++++ Data

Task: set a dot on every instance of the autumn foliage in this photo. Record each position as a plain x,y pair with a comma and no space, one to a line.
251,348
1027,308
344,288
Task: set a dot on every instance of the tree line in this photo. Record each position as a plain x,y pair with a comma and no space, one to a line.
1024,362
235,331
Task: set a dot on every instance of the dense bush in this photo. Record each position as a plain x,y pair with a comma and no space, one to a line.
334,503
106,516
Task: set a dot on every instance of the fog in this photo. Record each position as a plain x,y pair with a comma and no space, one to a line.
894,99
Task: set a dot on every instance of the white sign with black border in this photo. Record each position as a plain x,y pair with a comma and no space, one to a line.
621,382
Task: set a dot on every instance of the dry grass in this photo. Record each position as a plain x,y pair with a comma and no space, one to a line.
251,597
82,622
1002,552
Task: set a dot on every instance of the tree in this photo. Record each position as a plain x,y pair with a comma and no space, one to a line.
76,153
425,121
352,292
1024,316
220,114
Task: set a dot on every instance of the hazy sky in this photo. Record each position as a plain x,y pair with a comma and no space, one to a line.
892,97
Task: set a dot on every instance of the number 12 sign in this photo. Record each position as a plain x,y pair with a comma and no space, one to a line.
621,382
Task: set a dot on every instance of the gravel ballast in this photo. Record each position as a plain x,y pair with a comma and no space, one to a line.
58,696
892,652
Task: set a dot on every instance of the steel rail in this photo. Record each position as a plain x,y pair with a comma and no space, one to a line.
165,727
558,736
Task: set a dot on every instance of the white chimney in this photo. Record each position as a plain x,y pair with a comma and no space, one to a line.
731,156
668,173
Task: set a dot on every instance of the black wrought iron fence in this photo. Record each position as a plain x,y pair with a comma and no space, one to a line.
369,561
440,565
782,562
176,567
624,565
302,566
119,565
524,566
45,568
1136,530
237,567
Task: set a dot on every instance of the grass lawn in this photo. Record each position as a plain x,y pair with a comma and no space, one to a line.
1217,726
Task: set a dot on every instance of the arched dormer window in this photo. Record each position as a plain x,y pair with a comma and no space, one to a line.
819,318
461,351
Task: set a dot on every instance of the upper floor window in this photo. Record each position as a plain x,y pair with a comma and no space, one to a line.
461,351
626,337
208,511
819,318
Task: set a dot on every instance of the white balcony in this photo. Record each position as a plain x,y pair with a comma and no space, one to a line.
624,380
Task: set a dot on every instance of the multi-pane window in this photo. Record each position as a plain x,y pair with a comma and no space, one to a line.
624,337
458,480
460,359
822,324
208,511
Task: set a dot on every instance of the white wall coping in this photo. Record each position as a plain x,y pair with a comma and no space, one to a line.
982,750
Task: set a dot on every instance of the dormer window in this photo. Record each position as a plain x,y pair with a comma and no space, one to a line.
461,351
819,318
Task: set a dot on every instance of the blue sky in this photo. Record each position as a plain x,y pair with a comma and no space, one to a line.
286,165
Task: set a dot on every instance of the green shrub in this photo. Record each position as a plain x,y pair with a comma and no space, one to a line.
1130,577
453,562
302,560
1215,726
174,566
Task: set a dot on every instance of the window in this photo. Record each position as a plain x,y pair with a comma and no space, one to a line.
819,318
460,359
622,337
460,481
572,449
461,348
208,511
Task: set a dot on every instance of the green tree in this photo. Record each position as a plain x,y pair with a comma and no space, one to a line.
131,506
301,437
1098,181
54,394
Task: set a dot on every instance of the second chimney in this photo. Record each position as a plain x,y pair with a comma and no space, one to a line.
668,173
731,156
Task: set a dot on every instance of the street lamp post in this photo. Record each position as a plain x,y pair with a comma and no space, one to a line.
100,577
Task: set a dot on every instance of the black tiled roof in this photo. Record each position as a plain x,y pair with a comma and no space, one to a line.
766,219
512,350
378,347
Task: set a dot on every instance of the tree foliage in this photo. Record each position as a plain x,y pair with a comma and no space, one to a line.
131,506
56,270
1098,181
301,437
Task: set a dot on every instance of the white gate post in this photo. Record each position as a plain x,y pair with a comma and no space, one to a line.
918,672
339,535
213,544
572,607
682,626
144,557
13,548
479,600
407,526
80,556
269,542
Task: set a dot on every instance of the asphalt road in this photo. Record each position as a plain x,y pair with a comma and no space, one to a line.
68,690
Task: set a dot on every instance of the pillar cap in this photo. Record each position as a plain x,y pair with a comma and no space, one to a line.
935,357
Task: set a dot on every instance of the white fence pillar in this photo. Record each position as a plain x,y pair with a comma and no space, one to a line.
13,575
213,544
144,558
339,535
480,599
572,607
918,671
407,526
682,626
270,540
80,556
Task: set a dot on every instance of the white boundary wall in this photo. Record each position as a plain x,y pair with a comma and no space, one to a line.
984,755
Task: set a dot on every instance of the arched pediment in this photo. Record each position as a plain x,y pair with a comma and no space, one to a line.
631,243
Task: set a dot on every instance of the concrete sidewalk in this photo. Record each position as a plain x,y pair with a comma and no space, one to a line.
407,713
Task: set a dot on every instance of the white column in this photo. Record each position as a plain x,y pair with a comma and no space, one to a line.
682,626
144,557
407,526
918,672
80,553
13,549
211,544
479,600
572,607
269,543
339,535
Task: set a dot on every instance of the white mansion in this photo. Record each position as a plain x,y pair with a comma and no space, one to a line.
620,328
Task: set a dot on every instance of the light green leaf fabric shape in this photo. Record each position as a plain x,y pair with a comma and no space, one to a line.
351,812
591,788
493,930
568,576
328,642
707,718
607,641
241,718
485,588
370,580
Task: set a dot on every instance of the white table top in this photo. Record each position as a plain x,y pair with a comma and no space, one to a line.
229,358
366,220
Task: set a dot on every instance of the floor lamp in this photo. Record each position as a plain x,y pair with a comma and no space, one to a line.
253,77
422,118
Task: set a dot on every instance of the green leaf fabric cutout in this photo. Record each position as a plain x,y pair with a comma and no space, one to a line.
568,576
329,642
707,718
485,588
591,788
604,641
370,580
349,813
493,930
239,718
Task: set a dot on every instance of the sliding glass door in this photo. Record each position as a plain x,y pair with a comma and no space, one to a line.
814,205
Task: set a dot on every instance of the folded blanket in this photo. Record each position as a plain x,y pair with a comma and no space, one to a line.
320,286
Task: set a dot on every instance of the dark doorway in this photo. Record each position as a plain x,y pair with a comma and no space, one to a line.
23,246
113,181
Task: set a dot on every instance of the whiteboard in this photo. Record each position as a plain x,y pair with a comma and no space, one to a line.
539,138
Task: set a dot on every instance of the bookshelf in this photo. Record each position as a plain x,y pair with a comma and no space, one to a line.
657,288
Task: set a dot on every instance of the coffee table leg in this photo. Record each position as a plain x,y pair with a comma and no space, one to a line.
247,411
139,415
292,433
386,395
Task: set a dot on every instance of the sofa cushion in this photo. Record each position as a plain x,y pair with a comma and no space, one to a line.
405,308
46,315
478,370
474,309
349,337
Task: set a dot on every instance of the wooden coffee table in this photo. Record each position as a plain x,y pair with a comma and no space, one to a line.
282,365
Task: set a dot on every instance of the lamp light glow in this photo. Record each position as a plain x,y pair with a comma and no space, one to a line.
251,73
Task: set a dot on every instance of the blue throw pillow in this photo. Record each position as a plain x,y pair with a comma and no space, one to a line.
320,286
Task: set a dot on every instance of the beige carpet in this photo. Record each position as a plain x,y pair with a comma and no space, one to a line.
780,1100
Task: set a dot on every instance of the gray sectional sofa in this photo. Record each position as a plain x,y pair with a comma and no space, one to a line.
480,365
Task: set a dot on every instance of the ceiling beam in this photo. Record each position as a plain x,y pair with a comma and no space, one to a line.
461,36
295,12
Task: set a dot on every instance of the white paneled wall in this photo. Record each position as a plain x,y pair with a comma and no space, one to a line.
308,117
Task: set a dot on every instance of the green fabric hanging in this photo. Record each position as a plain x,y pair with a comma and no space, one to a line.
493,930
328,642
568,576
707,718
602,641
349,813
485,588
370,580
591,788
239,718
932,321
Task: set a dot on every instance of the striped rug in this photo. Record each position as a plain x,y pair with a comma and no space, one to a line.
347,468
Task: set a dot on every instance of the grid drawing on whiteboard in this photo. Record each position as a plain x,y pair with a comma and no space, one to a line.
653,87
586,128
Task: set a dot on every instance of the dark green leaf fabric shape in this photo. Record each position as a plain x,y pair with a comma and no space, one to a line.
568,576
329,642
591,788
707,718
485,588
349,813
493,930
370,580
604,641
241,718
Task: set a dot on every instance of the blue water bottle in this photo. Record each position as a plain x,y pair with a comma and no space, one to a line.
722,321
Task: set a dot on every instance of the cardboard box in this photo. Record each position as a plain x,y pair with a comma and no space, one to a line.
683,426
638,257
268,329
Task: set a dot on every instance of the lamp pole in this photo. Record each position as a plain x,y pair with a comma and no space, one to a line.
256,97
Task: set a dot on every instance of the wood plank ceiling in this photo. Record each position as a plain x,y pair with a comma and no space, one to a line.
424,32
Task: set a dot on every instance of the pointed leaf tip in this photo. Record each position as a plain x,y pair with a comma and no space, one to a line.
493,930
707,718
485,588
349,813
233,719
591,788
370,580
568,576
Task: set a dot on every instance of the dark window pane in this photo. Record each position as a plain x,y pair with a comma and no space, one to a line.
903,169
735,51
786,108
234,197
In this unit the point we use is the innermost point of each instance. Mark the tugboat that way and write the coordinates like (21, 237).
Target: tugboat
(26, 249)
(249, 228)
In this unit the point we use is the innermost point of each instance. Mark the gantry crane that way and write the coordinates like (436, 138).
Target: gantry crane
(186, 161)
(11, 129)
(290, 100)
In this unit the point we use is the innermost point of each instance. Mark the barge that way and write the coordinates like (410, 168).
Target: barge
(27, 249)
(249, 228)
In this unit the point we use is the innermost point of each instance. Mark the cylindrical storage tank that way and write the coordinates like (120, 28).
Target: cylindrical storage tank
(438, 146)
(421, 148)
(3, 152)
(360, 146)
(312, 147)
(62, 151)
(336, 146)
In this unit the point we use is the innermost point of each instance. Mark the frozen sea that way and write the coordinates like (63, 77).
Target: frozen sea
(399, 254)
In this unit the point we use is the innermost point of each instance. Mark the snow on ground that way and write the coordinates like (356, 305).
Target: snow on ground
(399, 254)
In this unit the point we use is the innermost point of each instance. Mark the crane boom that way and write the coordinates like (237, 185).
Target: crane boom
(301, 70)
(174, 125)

++++++++

* Problem details
Say only the number of lines above holding "Mark".

* Solution below
7